DOCUMENT
════════════════════
Stratégie Omaha (XIV) : Décisions après le flop en Pot Limit
La semaine dernière, j'ai parlé de certaines décisions à prendre avant le flop lorsque vous jouez au poker en « pot limit Omaha » en les comparants avec celles prises en « limit Omaha ».
Cette fois-ci, je veux discuter du moment où le flop tombe en « pot limit Omaha » et comment cela affecte votre réflexion à ce niveau. Change-t-il votre attitude face à votre main ou bien êtes-vous du genre têtu qui se fie à la force de ses cartes fermées ?
Le « pot limit Omaha » est un jeu de cœur où il faut avoir le courage de ses convictions mais aussi connaître les cartes qu'il ne faut pas jouer. Cela nécessite de la discipline pour savoir quand abandonner une main. Parfois vous aimerez vos cartes avant le flop et construirez un joli pot en compagnie de trois joueurs ou plus. Mentalement, vous aurez ajusté votre esprit pour récupérer un gros pot, mais c'est un état d'esprit dangereux sauf si vous êtes un joueur super agressif avec un tapis dominant ravi de miser et de relancer le pot, poussant les petits tapis à vous défier.
════════════════════
MATÉRIEL
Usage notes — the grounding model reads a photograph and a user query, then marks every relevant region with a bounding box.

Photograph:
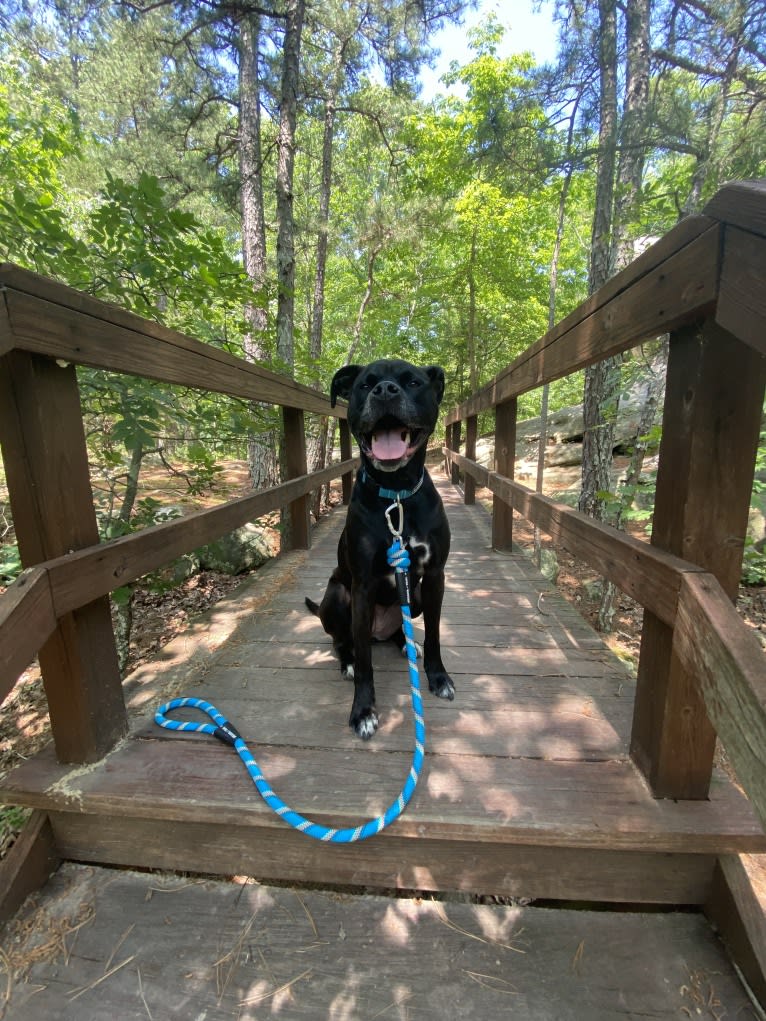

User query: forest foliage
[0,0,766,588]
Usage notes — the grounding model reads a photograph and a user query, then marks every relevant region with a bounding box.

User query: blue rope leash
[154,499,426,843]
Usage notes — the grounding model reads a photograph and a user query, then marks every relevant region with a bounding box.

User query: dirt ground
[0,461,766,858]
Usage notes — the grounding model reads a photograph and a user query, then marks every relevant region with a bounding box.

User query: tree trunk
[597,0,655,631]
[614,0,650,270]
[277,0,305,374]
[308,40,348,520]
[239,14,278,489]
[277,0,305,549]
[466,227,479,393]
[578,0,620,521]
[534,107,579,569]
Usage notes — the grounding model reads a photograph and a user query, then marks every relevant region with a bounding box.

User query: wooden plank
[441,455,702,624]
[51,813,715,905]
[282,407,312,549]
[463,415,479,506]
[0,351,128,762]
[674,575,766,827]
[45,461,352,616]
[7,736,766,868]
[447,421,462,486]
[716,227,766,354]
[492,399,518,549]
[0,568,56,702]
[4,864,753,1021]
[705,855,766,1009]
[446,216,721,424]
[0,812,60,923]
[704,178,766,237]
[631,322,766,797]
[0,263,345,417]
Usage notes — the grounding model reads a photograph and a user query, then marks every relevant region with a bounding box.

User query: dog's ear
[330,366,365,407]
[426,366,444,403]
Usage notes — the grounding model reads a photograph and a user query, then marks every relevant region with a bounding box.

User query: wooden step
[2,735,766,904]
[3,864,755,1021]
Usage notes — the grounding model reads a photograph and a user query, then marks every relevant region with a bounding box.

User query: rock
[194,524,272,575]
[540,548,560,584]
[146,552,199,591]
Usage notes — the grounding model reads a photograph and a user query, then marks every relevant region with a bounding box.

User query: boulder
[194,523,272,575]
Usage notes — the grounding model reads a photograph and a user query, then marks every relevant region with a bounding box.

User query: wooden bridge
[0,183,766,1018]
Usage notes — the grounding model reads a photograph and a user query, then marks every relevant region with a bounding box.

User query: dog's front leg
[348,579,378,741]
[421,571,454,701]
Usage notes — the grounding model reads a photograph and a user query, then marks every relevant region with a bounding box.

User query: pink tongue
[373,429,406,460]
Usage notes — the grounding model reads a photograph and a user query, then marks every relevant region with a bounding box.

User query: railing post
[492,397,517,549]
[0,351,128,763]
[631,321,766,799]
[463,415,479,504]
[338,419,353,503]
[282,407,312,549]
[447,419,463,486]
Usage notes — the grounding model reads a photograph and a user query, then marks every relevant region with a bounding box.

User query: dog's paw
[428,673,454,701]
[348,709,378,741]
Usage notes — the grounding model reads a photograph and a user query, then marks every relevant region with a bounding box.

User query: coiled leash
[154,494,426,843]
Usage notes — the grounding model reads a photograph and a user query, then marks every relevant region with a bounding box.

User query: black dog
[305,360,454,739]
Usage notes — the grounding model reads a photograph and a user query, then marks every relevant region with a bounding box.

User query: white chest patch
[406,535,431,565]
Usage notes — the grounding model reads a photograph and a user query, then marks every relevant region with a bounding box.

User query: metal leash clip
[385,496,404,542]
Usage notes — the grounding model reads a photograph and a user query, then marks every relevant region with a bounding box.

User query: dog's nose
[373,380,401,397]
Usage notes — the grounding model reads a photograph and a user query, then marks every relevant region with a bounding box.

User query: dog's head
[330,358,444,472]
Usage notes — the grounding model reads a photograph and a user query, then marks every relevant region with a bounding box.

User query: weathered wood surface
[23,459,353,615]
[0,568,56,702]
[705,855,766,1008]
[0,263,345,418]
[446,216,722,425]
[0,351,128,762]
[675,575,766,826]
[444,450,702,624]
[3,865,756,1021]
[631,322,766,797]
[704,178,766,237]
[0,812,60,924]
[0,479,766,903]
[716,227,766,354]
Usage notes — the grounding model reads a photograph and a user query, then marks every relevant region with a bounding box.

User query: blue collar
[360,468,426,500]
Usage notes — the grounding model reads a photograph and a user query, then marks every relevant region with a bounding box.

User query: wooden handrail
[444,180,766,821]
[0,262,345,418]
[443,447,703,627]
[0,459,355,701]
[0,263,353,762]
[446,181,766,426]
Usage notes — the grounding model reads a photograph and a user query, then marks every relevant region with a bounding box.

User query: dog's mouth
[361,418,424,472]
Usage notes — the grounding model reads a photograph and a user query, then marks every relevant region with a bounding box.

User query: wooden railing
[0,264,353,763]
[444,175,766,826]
════════════════════
Résumez en deux phrases, s'il vous plaît, le document sur les décisions après le flop en pot limit Omaha. Le matériel n'a aucun rapport avec le document.

RÉSULTAT DE LA TÂCHE
Après un volet consacré aux décisions avant le flop, le document examine le moment où le flop tombe en pot limit Omaha et la manière dont il influe sur la réflexion du joueur. Il décrit ce jeu comme un jeu de cœur qui demande le courage de ses convictions et la discipline d'abandonner une main, et il juge dangereux l'état d'esprit tourné vers la récupération d'un gros pot, sauf pour un joueur super agressif disposant d'un tapis dominant.